--- START OF Recorded data ---

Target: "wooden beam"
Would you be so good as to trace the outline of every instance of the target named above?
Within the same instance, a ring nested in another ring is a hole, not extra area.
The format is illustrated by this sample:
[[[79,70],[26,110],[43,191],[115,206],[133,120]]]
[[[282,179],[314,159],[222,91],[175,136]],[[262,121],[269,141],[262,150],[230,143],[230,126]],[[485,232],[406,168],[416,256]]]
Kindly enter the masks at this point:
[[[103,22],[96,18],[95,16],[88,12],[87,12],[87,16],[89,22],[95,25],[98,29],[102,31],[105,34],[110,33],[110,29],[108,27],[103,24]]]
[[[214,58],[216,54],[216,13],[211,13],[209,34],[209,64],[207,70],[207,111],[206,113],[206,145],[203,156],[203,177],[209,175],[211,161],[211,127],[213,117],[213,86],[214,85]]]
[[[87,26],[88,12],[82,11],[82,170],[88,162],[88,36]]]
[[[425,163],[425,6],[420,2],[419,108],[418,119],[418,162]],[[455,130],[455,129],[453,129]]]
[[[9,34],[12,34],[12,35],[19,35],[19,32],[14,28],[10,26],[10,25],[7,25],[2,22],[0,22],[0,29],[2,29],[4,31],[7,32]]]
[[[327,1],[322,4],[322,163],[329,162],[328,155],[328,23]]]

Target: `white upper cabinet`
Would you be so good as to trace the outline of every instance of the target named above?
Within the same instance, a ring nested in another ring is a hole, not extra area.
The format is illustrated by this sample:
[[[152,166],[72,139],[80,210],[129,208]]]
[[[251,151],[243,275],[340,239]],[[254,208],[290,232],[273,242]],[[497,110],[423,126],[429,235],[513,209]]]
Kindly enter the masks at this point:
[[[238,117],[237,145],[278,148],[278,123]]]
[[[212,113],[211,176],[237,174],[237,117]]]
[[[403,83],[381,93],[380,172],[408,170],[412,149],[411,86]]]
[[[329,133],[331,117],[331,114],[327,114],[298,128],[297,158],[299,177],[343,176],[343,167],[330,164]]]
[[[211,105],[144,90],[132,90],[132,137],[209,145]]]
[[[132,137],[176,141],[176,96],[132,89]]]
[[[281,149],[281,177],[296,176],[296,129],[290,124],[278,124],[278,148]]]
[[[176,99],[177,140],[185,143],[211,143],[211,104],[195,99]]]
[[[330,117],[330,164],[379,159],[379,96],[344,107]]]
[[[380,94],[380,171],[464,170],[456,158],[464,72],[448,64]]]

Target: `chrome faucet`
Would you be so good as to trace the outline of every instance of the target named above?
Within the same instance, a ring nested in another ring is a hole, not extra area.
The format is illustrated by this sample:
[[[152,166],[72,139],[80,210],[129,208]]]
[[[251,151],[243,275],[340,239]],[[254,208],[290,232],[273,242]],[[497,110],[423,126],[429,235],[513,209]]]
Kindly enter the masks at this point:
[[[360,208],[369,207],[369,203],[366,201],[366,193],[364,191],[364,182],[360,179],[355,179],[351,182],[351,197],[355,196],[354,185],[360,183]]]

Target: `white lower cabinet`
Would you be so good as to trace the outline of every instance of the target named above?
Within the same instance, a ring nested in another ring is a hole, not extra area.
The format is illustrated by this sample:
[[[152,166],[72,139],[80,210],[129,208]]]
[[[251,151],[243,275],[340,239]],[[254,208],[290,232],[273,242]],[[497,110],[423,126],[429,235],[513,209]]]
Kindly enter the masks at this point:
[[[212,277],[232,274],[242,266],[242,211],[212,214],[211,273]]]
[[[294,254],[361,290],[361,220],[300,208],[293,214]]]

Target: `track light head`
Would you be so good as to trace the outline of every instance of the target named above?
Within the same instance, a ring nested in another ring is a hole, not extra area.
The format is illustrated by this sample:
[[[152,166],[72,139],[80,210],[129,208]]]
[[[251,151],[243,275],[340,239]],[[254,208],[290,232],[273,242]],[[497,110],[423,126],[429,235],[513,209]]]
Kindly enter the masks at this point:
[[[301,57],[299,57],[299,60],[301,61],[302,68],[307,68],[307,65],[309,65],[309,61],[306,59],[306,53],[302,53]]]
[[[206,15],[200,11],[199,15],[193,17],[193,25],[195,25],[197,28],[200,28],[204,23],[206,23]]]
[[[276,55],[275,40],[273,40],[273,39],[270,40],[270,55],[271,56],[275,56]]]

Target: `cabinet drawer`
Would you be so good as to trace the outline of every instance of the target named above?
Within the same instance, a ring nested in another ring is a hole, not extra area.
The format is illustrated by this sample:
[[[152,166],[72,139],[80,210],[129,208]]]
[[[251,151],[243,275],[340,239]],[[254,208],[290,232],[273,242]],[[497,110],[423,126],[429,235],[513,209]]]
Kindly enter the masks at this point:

--- END OF Recorded data ---

--- Objective ---
Rewrite everything from the first line of the items through the line that holds "[[[380,94],[380,171],[464,170],[456,158],[464,72],[448,64]]]" as a JSON list of strings, one string per line, leaving out blank lines.

--- Written solution ---
[
  "Target: \"wooden beam\"",
  "Would you be so good as to trace the outline of every instance of the target named above?",
  "Within the same instance, a ring nested in another ring is a hole, not extra area.",
  "The format is illustrated by this sample:",
  "[[[79,70],[26,110],[43,191],[115,206],[133,120]]]",
  "[[[282,179],[314,159],[222,91],[175,136]],[[262,121],[269,141],[262,150],[230,143],[230,126]],[[485,232],[406,168],[416,256]]]",
  "Kindly enter the masks at this point:",
  "[[[103,22],[96,18],[95,16],[88,12],[87,12],[87,16],[89,22],[95,25],[98,29],[102,31],[105,34],[110,33],[110,29],[108,27],[103,24]]]",
  "[[[214,58],[216,54],[216,13],[211,13],[209,34],[209,64],[207,70],[207,111],[206,113],[206,145],[203,156],[203,177],[209,175],[211,161],[211,127],[213,117],[213,86],[214,85]]]",
  "[[[87,26],[88,12],[82,11],[82,170],[88,162],[88,36]]]",
  "[[[425,163],[425,6],[420,2],[419,108],[418,119],[418,162]],[[455,130],[455,129],[453,129]]]",
  "[[[9,34],[12,34],[12,35],[19,35],[19,32],[14,28],[10,26],[10,25],[7,25],[2,22],[0,22],[0,29],[2,29],[4,31],[7,32]]]",
  "[[[327,1],[322,4],[322,163],[329,162],[328,155],[328,23]]]",
  "Target: `white upper cabinet`",
  "Would you be so good as to trace the outline of every instance of the target named above?",
  "Within the same instance, a ring nested in another ring is a hole, not extra area.",
  "The format is illustrated by this sample:",
  "[[[152,166],[72,139],[80,210],[129,208]]]",
  "[[[251,151],[243,275],[340,239]],[[254,208],[290,232],[273,242]],[[497,110],[423,126],[429,235],[513,209]]]",
  "Kindly enter the masks at this point:",
  "[[[238,117],[237,145],[278,148],[278,123]]]",
  "[[[212,113],[211,176],[237,174],[237,117]]]",
  "[[[403,83],[381,93],[380,172],[408,170],[412,149],[411,86]]]",
  "[[[329,133],[331,117],[331,114],[327,114],[298,128],[297,158],[299,177],[343,176],[343,167],[330,164]]]",
  "[[[211,105],[144,90],[132,90],[132,137],[209,145]]]",
  "[[[132,137],[176,141],[176,96],[132,89]]]",
  "[[[281,149],[281,177],[296,176],[296,129],[290,124],[278,124],[278,148]]]",
  "[[[176,99],[177,140],[185,143],[211,143],[211,104],[195,99]]]",
  "[[[330,117],[330,164],[379,159],[379,96],[344,107]]]",
  "[[[380,94],[380,171],[464,170],[456,158],[464,72],[448,64]]]"
]